TASK LIST »
1. Please copy the part of the poll roundup between "Poll Roundup: What" and "in five weeks)", inclusive, reproducing it word for word.
2. Decide whether each statement agrees with the poll roundup, answering yes or no and quoting the words that settle it: (a) Galaxy Research was recently acquired by YouGov. (b) The new Newspoll kept the old Newspoll's landline-only live phone polling. (c) This week's Newspoll was the 31st in a row.

SOURCE DOCUMENT »
Wednesday, April 25, 2018

Poll Roundup: What Is Going On With Newspoll Preferences?

2PP Aggregate (Last-election preferences): 52.4 to Labor (-0.4 since last week,  -1.2 points in five weeks)
With One Nation adjustment, 51.8 to Labor 
Closest position since May last year
Labor would very probably win election held "right now", but would probably have a small to moderate majority

[Updated on 26 April at bottom of post]


Normally I issue Poll Roundups every second Newspoll. Since the last one there's been the slight distraction of the Coalition's 30th consecutive 2PP Newspoll loss. This week's Newspoll was number 31 in a row, just two shy of equalling the longest losing streak held by Labor under Julia Gillard, but it was more significant for the discussion it has sparked about (i) Newspoll's preferencing methods (ii) the prospect of a Coalition recovery.  So firstly, a detailed discussion of the preferencing issue, and then a slightly shorter discussion of where things now stand in federal polling.

Newspoll as a brand name linked to a standard set of questions has a 33-year history in Australia.  However, in 2015 the company previously doing Newspoll for the Australian was wound up.  The Australian retained control over the brand, but its operation was contracted out to Galaxy Research (which in turn was recently acquired by YouGov).  While the questions didn't change when Galaxy took over, the methods did, with a mixture of robopolling and online polling replacing the old Newspoll's landline-only live phone polling, and an increase in average sample size.

Over time it's been apparent that it's not only the methods that have changed, but also some properties of the polling.  In the leadup to previous federal elections, Galaxy's polls (which were very accurate) had been noted for their uncanny lack of volatility.  Once Malcolm Turnbull's honeymoon bounce as PM was out of the way, it soon became clear the new Newspoll shared this characteristic.  As former Nielsen pollster John Stirton mentioned, Newspoll has been so steady (with an average poll-to-poll 2PP change since the election of just 0.7%) that it has been hard to avoid speculating Galaxy does something to reduce the risk of rogue results to below what would be expected randomly.

INFORMATION GIVEN »
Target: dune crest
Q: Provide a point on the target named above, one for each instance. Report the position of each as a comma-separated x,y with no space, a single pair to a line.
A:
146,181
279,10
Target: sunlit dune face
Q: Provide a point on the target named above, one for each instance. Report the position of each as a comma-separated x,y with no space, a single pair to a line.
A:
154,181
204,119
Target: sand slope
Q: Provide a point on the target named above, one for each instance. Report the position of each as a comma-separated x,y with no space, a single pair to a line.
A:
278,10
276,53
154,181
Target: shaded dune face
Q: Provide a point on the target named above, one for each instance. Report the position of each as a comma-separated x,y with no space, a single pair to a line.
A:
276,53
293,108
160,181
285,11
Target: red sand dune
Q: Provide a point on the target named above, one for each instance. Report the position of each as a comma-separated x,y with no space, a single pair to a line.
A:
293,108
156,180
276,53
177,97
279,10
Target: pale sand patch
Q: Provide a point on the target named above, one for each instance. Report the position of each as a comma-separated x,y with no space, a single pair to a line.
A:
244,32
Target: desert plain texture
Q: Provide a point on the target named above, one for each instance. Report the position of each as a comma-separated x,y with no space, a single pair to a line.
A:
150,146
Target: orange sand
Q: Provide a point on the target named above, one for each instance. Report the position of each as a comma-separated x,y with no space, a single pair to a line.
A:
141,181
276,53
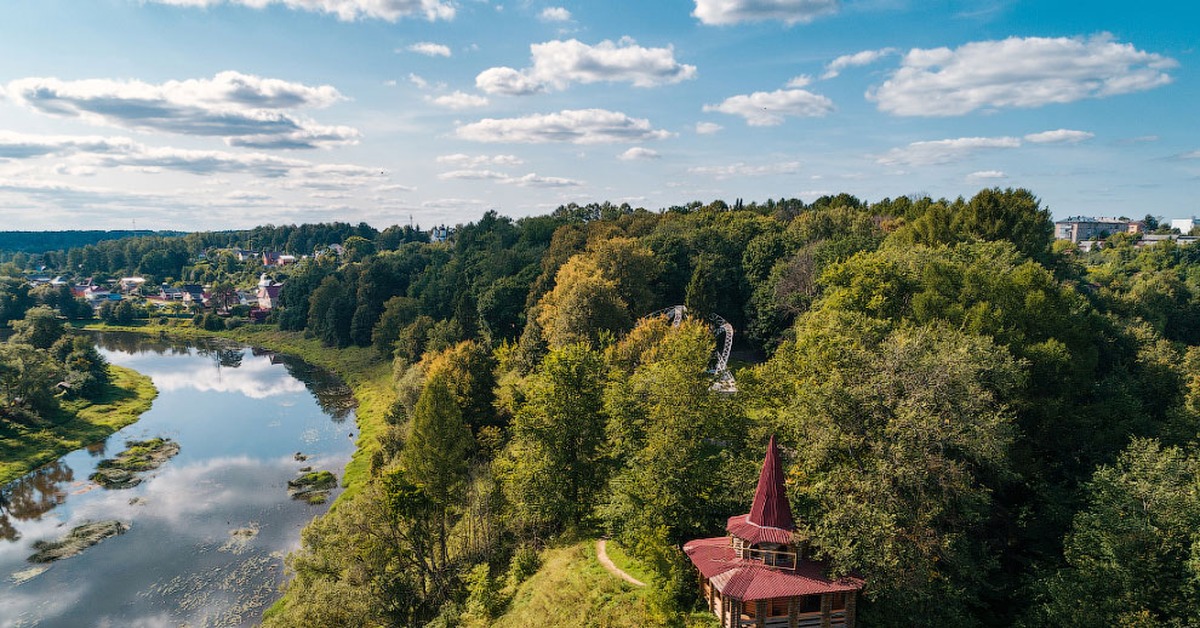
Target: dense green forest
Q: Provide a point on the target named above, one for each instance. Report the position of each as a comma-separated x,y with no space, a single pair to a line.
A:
990,426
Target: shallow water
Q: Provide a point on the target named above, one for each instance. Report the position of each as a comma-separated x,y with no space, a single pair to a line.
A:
240,417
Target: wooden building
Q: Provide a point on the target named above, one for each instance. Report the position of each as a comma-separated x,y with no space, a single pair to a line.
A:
757,576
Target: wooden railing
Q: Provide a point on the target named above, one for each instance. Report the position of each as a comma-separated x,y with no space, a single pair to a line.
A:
804,620
780,560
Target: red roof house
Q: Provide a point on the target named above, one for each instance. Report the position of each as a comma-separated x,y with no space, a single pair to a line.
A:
759,576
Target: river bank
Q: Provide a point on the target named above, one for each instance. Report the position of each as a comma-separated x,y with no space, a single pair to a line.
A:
77,424
360,368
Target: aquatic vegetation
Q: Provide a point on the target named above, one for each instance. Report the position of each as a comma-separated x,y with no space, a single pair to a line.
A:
78,539
139,456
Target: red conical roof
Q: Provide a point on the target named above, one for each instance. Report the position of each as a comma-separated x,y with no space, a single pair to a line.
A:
771,507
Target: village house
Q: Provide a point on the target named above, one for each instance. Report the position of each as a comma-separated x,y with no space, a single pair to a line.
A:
274,258
759,575
1080,228
268,292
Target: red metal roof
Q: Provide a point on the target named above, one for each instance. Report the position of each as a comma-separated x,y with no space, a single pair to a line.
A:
753,533
771,507
749,580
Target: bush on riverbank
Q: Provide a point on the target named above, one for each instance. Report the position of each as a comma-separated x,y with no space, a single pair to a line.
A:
76,424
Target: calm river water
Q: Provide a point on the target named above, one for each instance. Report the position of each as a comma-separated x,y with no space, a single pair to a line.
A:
240,417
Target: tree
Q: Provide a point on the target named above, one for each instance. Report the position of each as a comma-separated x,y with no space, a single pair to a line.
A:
552,470
436,454
1133,555
901,436
41,328
583,305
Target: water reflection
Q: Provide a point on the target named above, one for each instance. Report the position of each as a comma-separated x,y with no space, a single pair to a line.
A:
239,416
33,496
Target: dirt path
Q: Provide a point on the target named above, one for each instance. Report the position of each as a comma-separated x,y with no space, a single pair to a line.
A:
612,568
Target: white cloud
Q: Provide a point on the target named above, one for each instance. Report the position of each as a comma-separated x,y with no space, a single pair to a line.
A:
718,12
557,64
743,169
855,60
430,49
943,150
763,108
473,175
1018,72
459,100
507,81
474,161
535,180
245,111
87,153
395,187
345,10
555,13
639,153
576,126
802,81
527,180
1061,136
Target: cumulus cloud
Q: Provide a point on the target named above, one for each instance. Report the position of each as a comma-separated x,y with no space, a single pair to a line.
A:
474,161
769,108
345,10
22,145
1061,136
719,12
855,60
527,180
84,154
459,100
576,126
557,64
639,153
473,175
535,180
802,81
743,169
555,13
245,111
943,150
430,49
1018,72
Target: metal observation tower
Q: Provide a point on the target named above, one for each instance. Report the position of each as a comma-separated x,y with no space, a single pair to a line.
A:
723,332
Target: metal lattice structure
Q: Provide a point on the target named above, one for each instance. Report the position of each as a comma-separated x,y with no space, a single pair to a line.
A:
724,333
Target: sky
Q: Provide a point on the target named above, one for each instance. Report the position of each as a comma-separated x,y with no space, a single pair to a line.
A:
219,114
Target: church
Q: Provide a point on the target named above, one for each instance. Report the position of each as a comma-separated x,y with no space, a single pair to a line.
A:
757,575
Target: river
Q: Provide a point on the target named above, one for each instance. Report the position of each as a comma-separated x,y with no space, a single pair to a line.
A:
208,530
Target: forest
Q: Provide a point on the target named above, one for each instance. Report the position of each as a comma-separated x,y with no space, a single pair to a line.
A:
988,425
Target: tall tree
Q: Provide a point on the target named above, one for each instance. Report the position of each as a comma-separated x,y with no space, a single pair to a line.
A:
552,470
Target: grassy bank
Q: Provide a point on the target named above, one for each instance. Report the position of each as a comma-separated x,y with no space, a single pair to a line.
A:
360,368
571,588
77,424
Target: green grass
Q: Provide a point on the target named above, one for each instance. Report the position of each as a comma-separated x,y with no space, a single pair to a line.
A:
628,563
360,368
571,588
77,424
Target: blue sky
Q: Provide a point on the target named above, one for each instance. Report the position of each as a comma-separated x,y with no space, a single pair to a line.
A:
209,114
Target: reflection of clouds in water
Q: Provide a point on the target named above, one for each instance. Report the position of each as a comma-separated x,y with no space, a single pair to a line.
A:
256,378
22,609
157,621
179,494
47,527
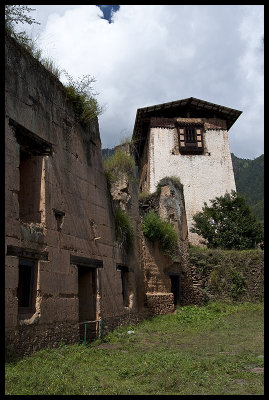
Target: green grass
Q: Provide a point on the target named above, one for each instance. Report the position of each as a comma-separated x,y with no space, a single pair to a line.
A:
212,350
156,229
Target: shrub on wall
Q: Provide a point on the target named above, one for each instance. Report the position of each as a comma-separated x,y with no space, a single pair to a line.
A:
155,229
228,274
124,229
120,162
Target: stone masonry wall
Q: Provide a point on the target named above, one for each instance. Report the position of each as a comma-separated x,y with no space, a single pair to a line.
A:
74,216
204,176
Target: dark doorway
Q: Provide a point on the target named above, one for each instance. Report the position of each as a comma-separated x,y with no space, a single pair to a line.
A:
87,301
175,287
25,292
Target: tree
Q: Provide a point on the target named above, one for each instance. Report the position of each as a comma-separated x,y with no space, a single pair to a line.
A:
228,223
15,14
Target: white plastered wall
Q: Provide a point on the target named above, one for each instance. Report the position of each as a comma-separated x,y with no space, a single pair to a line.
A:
204,176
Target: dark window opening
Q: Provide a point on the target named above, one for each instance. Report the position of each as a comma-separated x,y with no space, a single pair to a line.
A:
190,140
124,284
25,290
190,135
30,187
175,287
87,293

RESULTS »
1.
Poll Roundup: What Is Going On With Newspoll Preferences?

2PP Aggregate (Last-election preferences): 52.4 to Labor (-0.4 since last week,  -1.2 points in five weeks)

2.
(a) Yes: "which in turn was recently acquired by YouGov"
(b) No: "with a mixture of robopolling and online polling replacing the old Newspoll's landline-only live phone polling"
(c) Yes: "This week's Newspoll was number 31 in a row"